**** PASSAGE SHOWN
Study conducted by PHFI, AIIMS, Economics and Planning Unit, Indian Statistical Institute
A study published recently in the Journal of Human Hypertension by researchers at the Public Health Foundation of India (PHFI), All India Institute of Medical Sciences (AIIMS), New Delhi and the Economics and Planning Unit, Indian Statistical Institute, highlights the need for repeated measurements of blood pressure (BP) during a clinic or screening visit to reduce inaccurate classification of a patient’s true BP, resulting in wrong diagnosis and unnecessary treatments and its associated adverse effects. In current clinical practice (either due to large patient load or lack of awareness among physicians), often a single BP measurement is used to diagnose and manage hypertension in busy clinics. This results in a large number of patients being labelled as having high BP and often times receiving treatment that may not be needed. In this study the authors found a 63 per cent higher prevalence of hypertension when estimated through a single BP measurement as compared to an average of 2nd and 3rd BP measurement. The study also has important implications for the newly launched National Health Mission in India in which the Health and Wellness Centers (HWC) will play a pivotal role in non-communicable disease (NCD) detection and management. Hypertension detection and management will be an important activity of the HWCs.
Given the fact that BP measurement is one of the most common clinical practice tools used to determine heart health status as well as predict future heart health related events, the study highlights the need to do it correctly. The method used to arrive at a ﬁnal clinic BP reading for an individual has implications at an individual as well as a population level. At an individual level, it plays a role in deciding the clinical management plan—to initiate anti-hypertensive medication in newly diagnosed individuals; intensify treatment in those with uncontrolled BP; or restrict to lifestyle modiﬁcation advice in individuals who do not reach thresholds for drug therapy. At a population level, it helps estimate the prevalence of hypertension in the community accurately and has a role in determining public health priorities and health policy decisions.
********
**** DATA TO EXAMINE
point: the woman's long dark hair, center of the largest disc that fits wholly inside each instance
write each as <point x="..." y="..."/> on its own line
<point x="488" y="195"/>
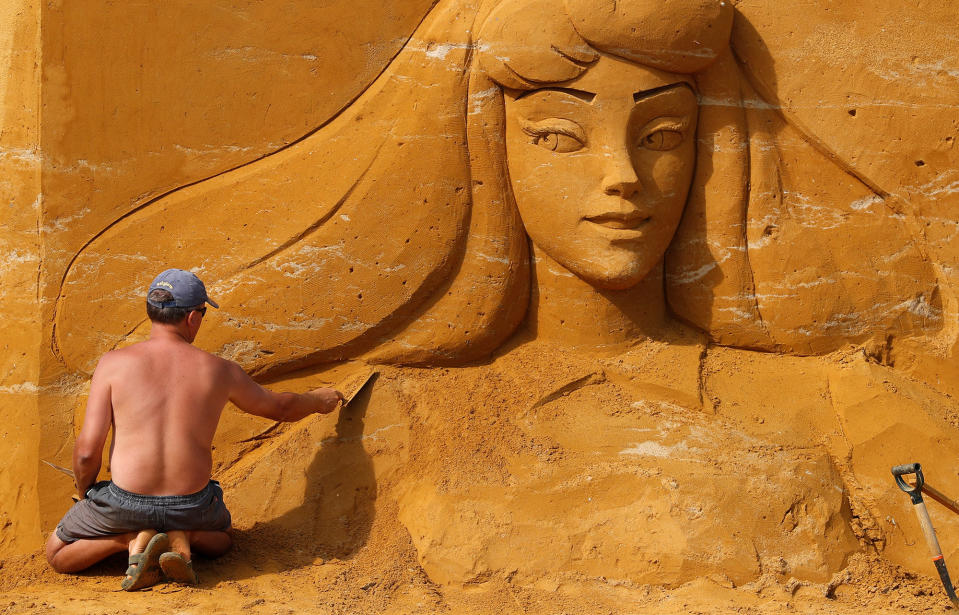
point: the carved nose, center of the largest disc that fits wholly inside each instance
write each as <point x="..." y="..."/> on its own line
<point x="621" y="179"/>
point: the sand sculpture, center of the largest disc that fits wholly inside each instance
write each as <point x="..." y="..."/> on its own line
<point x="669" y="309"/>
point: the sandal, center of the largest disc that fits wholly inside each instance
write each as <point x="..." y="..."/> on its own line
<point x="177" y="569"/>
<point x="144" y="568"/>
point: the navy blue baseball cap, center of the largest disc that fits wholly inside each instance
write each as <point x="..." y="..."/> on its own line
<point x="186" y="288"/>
********
**** DATA TO EXAMINE
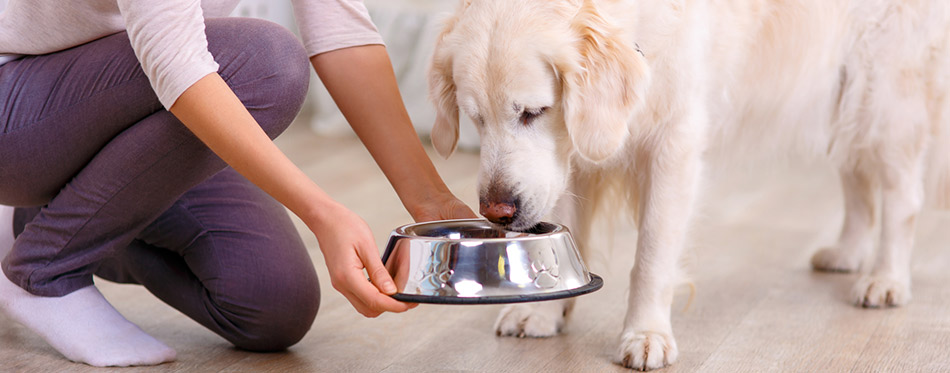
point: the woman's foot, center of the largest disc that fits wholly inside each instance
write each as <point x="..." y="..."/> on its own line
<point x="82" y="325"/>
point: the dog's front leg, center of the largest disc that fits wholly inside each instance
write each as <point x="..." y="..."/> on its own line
********
→ YOUR TASKS:
1. In the passage on blood pressure measurement, how much higher was the prevalence of hypertension when estimated from a single reading than from an average of the 2nd and 3rd readings?
2. Transcribe the passage on blood pressure measurement, starting with "Given the fact" and going on through "health policy decisions.".

→ OUTPUTS IN ORDER:
1. 63 percent higher.

2.
Given the fact that BP measurement is one of the most common clinical practice tools used to determine heart health status as well as predict future heart health related events, the study highlights the need to do it correctly. The method used to arrive at a ﬁnal clinic BP reading for an individual has implications at an individual as well as a population level. At an individual level, it plays a role in deciding the clinical management plan—to initiate anti-hypertensive medication in newly diagnosed individuals; intensify treatment in those with uncontrolled BP; or restrict to lifestyle modiﬁcation advice in individuals who do not reach thresholds for drug therapy. At a population level, it helps estimate the prevalence of hypertension in the community accurately and has a role in determining public health priorities and health policy decisions.